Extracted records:
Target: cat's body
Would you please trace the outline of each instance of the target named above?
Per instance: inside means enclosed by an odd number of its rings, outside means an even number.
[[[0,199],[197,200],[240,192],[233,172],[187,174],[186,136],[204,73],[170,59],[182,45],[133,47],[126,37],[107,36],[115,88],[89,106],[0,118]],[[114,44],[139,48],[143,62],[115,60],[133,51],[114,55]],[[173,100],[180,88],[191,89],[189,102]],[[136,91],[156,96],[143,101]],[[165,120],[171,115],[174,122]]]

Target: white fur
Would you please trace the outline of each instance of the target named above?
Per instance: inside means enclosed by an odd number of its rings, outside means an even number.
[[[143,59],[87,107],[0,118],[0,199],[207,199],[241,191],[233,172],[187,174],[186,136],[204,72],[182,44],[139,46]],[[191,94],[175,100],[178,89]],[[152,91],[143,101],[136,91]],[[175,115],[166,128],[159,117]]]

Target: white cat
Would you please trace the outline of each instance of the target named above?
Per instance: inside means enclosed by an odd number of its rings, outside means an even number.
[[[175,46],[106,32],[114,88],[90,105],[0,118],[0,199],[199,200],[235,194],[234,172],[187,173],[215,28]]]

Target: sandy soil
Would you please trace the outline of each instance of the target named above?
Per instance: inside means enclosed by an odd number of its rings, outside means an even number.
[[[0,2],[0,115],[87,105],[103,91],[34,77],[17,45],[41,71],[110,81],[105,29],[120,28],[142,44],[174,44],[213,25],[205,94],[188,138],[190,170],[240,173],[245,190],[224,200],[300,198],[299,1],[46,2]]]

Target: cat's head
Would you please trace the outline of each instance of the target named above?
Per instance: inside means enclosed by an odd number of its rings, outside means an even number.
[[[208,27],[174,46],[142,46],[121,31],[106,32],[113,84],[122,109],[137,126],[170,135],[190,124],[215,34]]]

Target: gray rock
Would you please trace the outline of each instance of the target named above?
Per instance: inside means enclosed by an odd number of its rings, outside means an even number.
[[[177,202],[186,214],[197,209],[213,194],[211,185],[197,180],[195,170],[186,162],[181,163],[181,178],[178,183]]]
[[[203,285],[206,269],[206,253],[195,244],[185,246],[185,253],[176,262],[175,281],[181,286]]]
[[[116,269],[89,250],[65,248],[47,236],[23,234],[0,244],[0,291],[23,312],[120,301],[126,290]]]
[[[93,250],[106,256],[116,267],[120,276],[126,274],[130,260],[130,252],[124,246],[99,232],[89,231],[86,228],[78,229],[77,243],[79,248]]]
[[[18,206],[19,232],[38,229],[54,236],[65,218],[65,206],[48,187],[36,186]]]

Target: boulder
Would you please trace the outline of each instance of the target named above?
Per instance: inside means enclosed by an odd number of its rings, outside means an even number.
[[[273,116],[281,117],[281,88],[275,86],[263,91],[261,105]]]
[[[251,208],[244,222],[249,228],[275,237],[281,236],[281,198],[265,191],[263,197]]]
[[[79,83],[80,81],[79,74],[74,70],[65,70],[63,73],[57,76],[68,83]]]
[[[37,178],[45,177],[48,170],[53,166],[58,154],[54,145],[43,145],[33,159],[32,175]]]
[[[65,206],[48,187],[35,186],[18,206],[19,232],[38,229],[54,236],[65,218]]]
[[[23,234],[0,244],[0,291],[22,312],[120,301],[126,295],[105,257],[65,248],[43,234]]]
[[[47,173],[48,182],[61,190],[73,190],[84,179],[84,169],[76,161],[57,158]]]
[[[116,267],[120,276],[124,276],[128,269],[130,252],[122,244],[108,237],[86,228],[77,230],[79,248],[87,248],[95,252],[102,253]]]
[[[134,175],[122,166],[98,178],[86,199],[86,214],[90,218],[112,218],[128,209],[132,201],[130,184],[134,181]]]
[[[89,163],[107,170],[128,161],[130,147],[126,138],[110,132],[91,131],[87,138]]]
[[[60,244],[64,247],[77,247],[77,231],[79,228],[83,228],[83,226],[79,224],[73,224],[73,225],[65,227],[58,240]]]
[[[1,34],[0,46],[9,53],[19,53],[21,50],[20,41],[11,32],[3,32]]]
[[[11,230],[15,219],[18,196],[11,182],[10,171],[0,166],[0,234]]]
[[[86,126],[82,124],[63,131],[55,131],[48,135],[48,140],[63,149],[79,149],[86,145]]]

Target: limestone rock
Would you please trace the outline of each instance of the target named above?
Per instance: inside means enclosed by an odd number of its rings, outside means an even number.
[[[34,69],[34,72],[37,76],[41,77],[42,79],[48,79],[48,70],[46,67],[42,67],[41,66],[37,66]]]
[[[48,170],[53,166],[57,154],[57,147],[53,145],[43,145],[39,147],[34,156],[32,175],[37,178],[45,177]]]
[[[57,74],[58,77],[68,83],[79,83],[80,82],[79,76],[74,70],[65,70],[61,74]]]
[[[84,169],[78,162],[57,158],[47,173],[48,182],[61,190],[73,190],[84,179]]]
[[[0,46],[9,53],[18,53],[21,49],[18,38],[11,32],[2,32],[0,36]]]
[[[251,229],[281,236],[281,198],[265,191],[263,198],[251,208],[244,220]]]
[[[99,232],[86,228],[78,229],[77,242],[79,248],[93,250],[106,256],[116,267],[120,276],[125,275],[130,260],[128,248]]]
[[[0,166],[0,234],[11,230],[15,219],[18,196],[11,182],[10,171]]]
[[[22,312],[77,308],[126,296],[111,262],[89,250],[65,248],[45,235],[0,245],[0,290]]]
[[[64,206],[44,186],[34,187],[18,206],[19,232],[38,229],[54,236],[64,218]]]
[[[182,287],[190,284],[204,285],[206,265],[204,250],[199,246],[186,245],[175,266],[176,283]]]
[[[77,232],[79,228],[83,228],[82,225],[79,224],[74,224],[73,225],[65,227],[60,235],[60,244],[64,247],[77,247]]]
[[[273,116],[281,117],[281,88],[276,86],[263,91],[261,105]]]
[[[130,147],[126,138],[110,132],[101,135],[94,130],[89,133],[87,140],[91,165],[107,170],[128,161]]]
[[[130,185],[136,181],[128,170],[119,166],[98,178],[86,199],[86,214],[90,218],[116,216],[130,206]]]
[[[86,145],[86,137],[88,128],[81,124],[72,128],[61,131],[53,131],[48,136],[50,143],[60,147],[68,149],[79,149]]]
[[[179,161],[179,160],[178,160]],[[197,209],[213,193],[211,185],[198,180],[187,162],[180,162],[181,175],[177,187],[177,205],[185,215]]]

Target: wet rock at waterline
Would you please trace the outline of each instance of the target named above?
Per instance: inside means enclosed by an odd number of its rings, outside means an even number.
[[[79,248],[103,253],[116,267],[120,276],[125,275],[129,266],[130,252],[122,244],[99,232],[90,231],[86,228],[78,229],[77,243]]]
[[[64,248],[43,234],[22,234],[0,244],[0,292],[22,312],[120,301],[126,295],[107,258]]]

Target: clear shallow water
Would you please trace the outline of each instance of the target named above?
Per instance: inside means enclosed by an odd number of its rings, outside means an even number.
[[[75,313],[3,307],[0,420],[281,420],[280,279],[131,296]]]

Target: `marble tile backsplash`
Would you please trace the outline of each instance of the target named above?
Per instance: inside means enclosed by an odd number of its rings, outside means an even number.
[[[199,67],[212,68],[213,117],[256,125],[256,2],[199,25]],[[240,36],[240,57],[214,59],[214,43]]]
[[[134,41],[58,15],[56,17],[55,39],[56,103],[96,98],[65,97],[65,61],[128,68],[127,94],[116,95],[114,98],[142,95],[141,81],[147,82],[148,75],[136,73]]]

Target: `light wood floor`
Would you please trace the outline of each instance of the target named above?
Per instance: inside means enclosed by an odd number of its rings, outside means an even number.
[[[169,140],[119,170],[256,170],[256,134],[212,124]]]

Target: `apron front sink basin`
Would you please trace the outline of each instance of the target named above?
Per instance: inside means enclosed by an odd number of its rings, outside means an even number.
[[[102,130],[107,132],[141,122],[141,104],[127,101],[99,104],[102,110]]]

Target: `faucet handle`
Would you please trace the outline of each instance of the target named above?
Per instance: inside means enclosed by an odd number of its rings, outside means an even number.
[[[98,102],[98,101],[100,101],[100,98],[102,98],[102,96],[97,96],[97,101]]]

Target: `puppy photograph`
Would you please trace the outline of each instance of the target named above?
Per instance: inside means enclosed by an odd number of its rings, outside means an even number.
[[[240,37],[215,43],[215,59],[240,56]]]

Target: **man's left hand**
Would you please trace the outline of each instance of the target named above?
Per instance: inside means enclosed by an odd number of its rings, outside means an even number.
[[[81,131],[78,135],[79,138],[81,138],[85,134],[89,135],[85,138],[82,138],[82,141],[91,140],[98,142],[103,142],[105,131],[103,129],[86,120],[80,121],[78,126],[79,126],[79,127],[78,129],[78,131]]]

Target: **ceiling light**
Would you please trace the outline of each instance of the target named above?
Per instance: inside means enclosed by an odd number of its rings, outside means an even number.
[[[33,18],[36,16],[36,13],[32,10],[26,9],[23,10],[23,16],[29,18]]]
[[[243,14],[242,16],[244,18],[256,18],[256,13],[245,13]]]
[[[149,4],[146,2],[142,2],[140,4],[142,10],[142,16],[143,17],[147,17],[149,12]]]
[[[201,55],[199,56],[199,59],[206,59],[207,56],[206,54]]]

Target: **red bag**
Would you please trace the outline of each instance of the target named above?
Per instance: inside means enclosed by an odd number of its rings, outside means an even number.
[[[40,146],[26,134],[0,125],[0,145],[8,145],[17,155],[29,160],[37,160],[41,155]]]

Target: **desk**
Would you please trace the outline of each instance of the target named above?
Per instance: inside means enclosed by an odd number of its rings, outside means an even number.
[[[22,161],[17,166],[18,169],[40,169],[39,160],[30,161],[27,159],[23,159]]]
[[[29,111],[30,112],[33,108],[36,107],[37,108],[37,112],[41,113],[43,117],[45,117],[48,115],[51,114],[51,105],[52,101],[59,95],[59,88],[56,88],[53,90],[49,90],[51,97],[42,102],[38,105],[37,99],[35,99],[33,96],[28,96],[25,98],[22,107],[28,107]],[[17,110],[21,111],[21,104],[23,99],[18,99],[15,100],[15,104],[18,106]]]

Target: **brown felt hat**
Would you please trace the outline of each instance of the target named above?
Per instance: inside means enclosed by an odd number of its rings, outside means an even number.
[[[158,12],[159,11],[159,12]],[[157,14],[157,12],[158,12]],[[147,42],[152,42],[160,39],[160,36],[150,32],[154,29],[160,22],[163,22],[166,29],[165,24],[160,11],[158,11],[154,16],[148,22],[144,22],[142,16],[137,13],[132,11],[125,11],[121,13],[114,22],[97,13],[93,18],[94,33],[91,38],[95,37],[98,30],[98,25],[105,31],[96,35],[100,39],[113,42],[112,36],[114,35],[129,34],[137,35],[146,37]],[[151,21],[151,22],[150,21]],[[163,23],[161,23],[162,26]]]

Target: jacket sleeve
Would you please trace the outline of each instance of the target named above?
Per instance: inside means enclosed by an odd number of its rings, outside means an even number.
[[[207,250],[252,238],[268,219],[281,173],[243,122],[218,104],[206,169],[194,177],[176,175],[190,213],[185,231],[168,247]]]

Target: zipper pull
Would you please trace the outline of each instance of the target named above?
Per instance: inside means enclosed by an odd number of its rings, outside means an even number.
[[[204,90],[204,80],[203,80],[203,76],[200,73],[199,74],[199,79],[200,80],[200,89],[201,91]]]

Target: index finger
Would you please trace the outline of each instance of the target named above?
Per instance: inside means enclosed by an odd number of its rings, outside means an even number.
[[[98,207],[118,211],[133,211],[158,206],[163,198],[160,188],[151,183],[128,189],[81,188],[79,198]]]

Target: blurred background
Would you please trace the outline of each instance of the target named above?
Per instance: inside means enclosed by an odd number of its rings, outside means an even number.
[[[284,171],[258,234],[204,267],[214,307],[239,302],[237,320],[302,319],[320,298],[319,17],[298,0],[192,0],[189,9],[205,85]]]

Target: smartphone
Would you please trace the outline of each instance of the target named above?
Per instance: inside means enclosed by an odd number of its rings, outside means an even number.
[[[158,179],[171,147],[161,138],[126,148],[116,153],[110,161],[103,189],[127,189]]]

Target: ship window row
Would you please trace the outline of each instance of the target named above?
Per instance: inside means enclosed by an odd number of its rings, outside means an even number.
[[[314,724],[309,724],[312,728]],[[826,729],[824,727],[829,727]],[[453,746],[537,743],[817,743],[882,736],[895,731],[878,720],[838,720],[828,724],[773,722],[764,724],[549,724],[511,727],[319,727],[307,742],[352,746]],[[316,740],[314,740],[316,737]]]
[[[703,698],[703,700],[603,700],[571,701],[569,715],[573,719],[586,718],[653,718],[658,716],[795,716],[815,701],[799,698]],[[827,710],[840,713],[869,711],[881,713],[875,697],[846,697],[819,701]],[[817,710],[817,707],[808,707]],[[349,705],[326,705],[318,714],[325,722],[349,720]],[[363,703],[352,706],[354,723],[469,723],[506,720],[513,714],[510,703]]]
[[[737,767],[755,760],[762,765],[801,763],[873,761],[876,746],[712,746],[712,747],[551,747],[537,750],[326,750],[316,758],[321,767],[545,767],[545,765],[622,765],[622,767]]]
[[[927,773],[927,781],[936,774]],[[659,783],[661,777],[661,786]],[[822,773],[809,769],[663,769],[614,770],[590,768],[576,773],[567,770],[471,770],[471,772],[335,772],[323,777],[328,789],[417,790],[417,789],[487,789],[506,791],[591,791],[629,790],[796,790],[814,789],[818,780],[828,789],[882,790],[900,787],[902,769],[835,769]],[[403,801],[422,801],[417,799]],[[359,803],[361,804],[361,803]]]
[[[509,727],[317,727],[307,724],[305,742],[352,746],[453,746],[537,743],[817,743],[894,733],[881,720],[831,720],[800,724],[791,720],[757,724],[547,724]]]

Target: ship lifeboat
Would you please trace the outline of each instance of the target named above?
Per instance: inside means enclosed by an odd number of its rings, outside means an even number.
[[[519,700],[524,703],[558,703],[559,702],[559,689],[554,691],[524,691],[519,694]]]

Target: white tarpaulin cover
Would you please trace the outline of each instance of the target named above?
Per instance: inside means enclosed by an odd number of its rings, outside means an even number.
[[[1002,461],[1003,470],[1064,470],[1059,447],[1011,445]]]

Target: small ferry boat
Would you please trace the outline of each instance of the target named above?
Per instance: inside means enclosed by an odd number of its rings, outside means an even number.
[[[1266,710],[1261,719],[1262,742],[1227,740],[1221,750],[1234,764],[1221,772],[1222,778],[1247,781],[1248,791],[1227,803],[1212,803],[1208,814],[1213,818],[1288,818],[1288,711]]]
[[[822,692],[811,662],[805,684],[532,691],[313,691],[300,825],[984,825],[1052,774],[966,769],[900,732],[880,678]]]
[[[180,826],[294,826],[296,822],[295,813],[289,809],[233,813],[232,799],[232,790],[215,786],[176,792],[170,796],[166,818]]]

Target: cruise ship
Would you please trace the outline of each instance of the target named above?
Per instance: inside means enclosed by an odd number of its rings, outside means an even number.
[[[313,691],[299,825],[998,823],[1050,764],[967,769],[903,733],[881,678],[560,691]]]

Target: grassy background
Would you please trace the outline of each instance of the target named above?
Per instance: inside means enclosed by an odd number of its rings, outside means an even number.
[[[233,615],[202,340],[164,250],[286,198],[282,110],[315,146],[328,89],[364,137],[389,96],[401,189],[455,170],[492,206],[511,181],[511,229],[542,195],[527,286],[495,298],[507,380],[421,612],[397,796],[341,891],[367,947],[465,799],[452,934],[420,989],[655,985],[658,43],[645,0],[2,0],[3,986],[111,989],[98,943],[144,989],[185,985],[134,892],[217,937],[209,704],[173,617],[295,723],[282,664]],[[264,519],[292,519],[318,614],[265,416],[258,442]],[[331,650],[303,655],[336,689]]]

- Exercise requirements -
Please output the lines of the material exactly, beginning with the line containing "Target: ship window row" and continuing through the line containing "[[[1002,461],[1003,470],[1064,470],[1059,447],[1011,445]]]", with both of those lines included.

- Completed exercise -
Target: ship window row
Would you please trace the outline of each instance of the target named above?
Per instance: inside means enclosed by an odd number of its rings, outside means an even number.
[[[314,724],[309,724],[312,728]],[[826,729],[824,727],[829,727]],[[453,746],[537,743],[817,743],[882,736],[895,731],[878,720],[838,720],[828,724],[773,722],[764,724],[549,724],[511,727],[319,727],[307,742],[352,746]],[[316,740],[314,740],[316,737]]]
[[[703,698],[703,700],[603,700],[571,701],[569,715],[573,719],[586,718],[653,718],[658,716],[795,716],[815,701],[799,698]],[[827,710],[840,713],[869,711],[881,713],[875,697],[846,697],[819,701]],[[817,710],[817,707],[808,707]],[[349,705],[326,705],[318,714],[325,722],[349,720]],[[363,703],[352,706],[354,723],[469,723],[506,720],[513,714],[510,703]]]
[[[737,767],[755,760],[762,765],[801,763],[873,761],[876,746],[712,746],[712,747],[551,747],[537,750],[326,750],[316,758],[321,767],[545,767],[545,765],[622,765],[622,767]]]
[[[927,773],[927,781],[936,774]],[[659,783],[661,777],[661,786]],[[822,773],[809,769],[663,769],[614,770],[590,768],[576,773],[567,770],[471,770],[471,772],[335,772],[323,777],[328,789],[417,790],[417,789],[487,789],[506,791],[591,791],[629,790],[796,790],[814,789],[818,780],[828,789],[882,790],[900,787],[902,769],[835,769]],[[403,801],[422,801],[417,799]],[[359,803],[361,804],[361,803]]]
[[[509,727],[317,727],[307,724],[305,742],[352,746],[453,746],[537,743],[817,743],[894,733],[881,720],[831,720],[800,724],[791,720],[757,724],[547,724]]]

Target: ship lifeboat
Would you please trace the outline of each instance of the target named above?
Per instance: inside means enclosed by an odd number of its rings, outside means an even number.
[[[519,700],[524,703],[558,703],[559,702],[559,689],[554,691],[524,691],[519,694]]]

Target: white tarpaulin cover
Would you please trace the outline of each instance of the target named above?
Per instance: inside means enclosed by an odd number of its rings, outside means an even number.
[[[1002,461],[1003,470],[1064,470],[1059,447],[1011,445]]]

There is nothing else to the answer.